__Directions for this task__.
Starting at the line that has "Objective — one marker per instance of the overhead" and running through the end of the records, write out every line again, requests included, and add 34 to each coordinate in the answers only.

__Data records__.
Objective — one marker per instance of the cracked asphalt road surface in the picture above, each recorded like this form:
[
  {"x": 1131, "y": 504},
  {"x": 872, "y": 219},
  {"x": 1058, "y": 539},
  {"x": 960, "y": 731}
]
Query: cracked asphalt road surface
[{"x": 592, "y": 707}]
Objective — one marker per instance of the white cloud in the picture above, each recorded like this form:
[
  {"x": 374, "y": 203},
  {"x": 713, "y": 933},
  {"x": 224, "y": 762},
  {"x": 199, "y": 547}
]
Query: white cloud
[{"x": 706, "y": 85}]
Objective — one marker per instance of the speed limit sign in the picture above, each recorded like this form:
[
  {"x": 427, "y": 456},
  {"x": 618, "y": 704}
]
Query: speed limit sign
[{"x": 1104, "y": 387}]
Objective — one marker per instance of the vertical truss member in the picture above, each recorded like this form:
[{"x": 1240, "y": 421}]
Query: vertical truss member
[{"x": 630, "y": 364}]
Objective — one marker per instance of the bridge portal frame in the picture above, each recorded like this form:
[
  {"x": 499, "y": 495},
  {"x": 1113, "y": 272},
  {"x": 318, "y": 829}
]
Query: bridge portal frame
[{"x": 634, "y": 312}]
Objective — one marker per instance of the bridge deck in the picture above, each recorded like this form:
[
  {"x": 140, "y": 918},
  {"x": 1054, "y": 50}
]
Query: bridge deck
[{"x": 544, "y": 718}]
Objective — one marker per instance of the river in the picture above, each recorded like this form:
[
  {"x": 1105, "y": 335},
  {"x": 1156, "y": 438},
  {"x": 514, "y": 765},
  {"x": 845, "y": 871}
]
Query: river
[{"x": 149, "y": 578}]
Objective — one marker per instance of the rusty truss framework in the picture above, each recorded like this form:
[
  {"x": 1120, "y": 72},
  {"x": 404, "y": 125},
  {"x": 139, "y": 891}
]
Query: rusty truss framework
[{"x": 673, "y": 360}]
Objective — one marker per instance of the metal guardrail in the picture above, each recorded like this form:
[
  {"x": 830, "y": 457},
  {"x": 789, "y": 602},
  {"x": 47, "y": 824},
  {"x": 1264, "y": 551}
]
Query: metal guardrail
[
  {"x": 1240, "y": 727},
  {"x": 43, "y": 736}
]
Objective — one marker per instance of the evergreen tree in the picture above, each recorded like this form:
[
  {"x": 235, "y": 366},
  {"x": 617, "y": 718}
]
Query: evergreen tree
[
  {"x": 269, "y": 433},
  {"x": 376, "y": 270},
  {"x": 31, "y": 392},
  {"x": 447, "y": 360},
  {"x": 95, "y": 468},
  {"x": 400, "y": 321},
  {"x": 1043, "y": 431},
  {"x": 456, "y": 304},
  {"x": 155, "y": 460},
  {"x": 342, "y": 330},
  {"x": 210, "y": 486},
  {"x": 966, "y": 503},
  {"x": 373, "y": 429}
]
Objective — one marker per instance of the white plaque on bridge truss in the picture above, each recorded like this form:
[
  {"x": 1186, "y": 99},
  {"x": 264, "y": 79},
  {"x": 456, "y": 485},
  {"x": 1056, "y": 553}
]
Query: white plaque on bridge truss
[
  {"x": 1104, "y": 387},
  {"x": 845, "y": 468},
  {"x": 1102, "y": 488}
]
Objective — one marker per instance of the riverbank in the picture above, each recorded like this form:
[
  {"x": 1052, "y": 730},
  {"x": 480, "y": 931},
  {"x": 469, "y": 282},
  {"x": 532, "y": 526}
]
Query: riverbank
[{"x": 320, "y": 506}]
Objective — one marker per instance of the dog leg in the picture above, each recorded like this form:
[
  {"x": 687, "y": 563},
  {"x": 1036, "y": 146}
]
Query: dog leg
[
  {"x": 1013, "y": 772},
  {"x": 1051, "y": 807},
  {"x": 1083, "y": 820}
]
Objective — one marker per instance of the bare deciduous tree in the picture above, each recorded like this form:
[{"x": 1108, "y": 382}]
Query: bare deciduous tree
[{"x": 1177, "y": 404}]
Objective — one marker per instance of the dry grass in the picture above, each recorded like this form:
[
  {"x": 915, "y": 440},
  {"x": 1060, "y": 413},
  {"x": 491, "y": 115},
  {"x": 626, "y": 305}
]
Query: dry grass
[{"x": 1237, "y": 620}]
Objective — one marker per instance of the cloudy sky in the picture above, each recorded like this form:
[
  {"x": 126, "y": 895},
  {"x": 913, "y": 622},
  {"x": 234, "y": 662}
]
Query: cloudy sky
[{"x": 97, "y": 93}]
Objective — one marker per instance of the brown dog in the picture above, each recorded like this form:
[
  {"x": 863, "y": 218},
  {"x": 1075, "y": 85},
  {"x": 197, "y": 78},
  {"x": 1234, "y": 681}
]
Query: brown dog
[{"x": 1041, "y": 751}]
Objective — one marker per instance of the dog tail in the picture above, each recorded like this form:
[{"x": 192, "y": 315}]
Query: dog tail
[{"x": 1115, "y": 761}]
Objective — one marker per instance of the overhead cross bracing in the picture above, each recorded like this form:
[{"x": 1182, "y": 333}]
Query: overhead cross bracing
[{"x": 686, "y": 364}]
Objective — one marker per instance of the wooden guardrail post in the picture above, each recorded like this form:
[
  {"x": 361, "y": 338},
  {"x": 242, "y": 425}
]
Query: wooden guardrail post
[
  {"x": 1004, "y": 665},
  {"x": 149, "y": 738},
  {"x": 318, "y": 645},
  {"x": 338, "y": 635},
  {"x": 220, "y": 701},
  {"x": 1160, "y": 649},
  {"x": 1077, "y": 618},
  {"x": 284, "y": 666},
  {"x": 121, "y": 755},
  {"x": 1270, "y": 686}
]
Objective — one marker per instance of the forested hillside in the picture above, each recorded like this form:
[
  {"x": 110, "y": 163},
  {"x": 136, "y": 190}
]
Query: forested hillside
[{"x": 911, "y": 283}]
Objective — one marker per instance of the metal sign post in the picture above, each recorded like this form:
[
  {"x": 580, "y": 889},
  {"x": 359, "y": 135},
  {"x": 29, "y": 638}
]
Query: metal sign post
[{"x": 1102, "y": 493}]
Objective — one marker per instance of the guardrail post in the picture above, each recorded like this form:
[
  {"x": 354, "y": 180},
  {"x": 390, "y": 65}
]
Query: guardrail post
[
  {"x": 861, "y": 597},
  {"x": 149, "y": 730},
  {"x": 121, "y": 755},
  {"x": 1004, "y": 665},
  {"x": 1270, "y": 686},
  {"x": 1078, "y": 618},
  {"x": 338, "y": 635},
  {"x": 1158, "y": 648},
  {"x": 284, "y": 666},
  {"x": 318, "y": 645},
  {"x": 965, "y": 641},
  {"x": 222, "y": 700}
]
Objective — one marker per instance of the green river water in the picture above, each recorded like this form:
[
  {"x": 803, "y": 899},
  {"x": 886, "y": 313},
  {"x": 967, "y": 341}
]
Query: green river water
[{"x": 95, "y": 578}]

__Reply__.
Objective — one marker per instance of the overhead cross bracing in the picture above, each recorded like this form:
[{"x": 1182, "y": 333}]
Query: overhead cross bracing
[{"x": 720, "y": 398}]
Objective — one marker per instance of the wooden guardrail post in the picture above, each recorded like this form:
[
  {"x": 361, "y": 338},
  {"x": 242, "y": 425}
]
Query: wooden guardrail post
[
  {"x": 1038, "y": 699},
  {"x": 183, "y": 772},
  {"x": 352, "y": 679},
  {"x": 372, "y": 669},
  {"x": 254, "y": 735},
  {"x": 1194, "y": 683},
  {"x": 1111, "y": 652},
  {"x": 318, "y": 700},
  {"x": 155, "y": 789},
  {"x": 1304, "y": 720}
]
Objective — one marker per instance of the forested hillside in the picture above, each recorded like this form:
[
  {"x": 110, "y": 163},
  {"x": 136, "y": 190}
]
Query: forested hillside
[{"x": 945, "y": 317}]
Objective — one marker per instance of the metal sign post in the picture above, each recorded like this form:
[
  {"x": 580, "y": 889},
  {"x": 359, "y": 135},
  {"x": 29, "y": 638}
]
Query: metal sign post
[{"x": 1136, "y": 527}]
Objective — one marker per instance of the guardrail post in the picture above, each recorded like this form:
[
  {"x": 354, "y": 180},
  {"x": 390, "y": 65}
]
Query: guardrail post
[
  {"x": 895, "y": 631},
  {"x": 183, "y": 764},
  {"x": 155, "y": 789},
  {"x": 1038, "y": 699},
  {"x": 1304, "y": 720},
  {"x": 1112, "y": 652},
  {"x": 372, "y": 669},
  {"x": 1192, "y": 682},
  {"x": 318, "y": 700},
  {"x": 352, "y": 679},
  {"x": 999, "y": 675},
  {"x": 256, "y": 734}
]
Objective — one marker per instance of the green river water in the picture above, each recorded like this form:
[
  {"x": 803, "y": 899},
  {"x": 886, "y": 313},
  {"x": 967, "y": 341}
]
Query: green river water
[{"x": 129, "y": 612}]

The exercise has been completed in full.